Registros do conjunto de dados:
============
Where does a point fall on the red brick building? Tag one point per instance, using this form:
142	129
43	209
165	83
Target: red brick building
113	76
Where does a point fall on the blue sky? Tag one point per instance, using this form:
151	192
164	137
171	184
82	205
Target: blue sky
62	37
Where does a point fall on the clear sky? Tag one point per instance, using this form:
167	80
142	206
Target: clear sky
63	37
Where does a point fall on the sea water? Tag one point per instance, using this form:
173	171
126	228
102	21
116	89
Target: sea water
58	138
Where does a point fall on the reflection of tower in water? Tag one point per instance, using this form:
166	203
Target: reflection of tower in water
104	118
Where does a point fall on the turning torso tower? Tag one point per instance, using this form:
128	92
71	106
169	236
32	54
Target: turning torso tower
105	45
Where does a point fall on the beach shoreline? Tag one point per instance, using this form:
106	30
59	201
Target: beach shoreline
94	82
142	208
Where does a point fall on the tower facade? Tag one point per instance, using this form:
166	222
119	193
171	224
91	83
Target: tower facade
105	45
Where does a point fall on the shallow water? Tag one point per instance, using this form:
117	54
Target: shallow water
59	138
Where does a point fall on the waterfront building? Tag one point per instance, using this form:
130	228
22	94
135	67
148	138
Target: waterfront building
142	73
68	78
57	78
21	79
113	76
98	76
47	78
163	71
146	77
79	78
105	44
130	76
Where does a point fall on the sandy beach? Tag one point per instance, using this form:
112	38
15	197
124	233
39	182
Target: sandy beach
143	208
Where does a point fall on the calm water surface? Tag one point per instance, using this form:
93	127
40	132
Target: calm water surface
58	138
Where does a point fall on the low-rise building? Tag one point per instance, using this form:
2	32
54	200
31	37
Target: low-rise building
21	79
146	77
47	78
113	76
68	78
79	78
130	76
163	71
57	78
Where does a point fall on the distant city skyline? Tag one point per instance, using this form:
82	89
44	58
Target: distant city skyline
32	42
============
**ENUNCIADO DA TAREFA:** Formate todas as entradas acima como uma lista JSON de strings, com uma string para cada linha e sem as linhas em branco.

**RESULTADO:**
[
  "Where does a point fall on the red brick building? Tag one point per instance, using this form:",
  "142\t129",
  "43\t209",
  "165\t83",
  "Target: red brick building",
  "113\t76",
  "Where does a point fall on the blue sky? Tag one point per instance, using this form:",
  "151\t192",
  "164\t137",
  "171\t184",
  "82\t205",
  "Target: blue sky",
  "62\t37",
  "Where does a point fall on the clear sky? Tag one point per instance, using this form:",
  "167\t80",
  "142\t206",
  "Target: clear sky",
  "63\t37",
  "Where does a point fall on the sea water? Tag one point per instance, using this form:",
  "173\t171",
  "126\t228",
  "102\t21",
  "116\t89",
  "Target: sea water",
  "58\t138",
  "Where does a point fall on the reflection of tower in water? Tag one point per instance, using this form:",
  "166\t203",
  "Target: reflection of tower in water",
  "104\t118",
  "Where does a point fall on the turning torso tower? Tag one point per instance, using this form:",
  "128\t92",
  "71\t106",
  "169\t236",
  "32\t54",
  "Target: turning torso tower",
  "105\t45",
  "Where does a point fall on the beach shoreline? Tag one point per instance, using this form:",
  "106\t30",
  "59\t201",
  "Target: beach shoreline",
  "94\t82",
  "142\t208",
  "Where does a point fall on the tower facade? Tag one point per instance, using this form:",
  "166\t222",
  "119\t193",
  "171\t224",
  "91\t83",
  "Target: tower facade",
  "105\t45",
  "Where does a point fall on the shallow water? Tag one point per instance, using this form:",
  "117\t54",
  "Target: shallow water",
  "59\t138",
  "Where does a point fall on the waterfront building? Tag one point per instance, using this form:",
  "130\t228",
  "22\t94",
  "135\t67",
  "148\t138",
  "Target: waterfront building",
  "142\t73",
  "68\t78",
  "57\t78",
  "21\t79",
  "113\t76",
  "98\t76",
  "47\t78",
  "163\t71",
  "146\t77",
  "79\t78",
  "105\t44",
  "130\t76",
  "Where does a point fall on the sandy beach? Tag one point per instance, using this form:",
  "112\t38",
  "15\t197",
  "124\t233",
  "39\t182",
  "Target: sandy beach",
  "143\t208",
  "Where does a point fall on the calm water surface? Tag one point per instance, using this form:",
  "93\t127",
  "40\t132",
  "Target: calm water surface",
  "58\t138",
  "Where does a point fall on the low-rise building? Tag one point per instance, using this form:",
  "2\t32",
  "54\t200",
  "31\t37",
  "Target: low-rise building",
  "21\t79",
  "146\t77",
  "47\t78",
  "113\t76",
  "68\t78",
  "79\t78",
  "130\t76",
  "163\t71",
  "57\t78",
  "Where does a point fall on the distant city skyline? Tag one point per instance, using this form:",
  "82\t89",
  "44\t58",
  "Target: distant city skyline",
  "32\t42"
]